Object location entries for images:
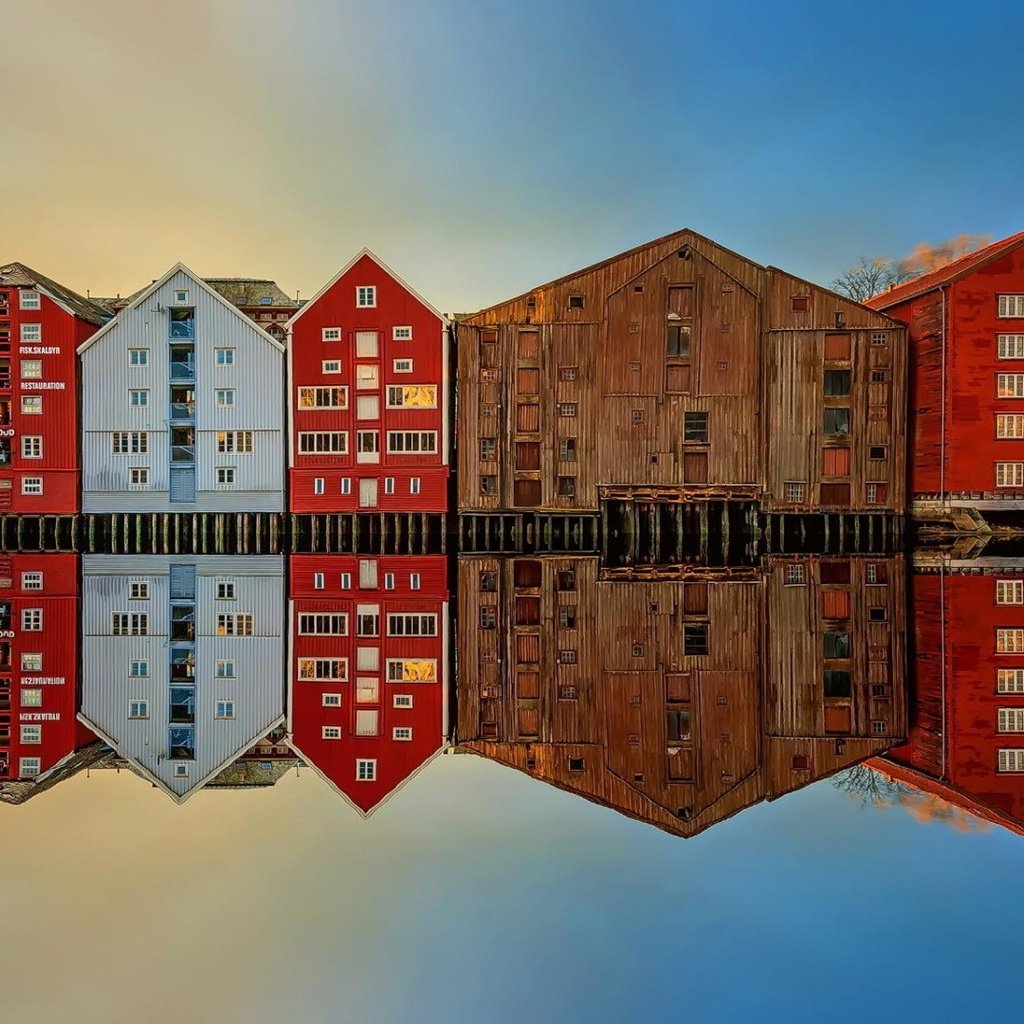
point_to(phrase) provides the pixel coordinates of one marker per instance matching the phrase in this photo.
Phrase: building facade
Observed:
(681, 371)
(41, 326)
(183, 660)
(966, 329)
(369, 396)
(38, 665)
(183, 406)
(368, 705)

JOB:
Copy out every row above word for word, leaving the pictures out.

COMPLETE OUTPUT:
point_to(phrase) provides the pixel coordinates of one marker per instance matching the phrase in this photo.
Phrase: building facade
Observed:
(681, 371)
(41, 326)
(183, 660)
(966, 329)
(369, 396)
(38, 665)
(183, 406)
(368, 705)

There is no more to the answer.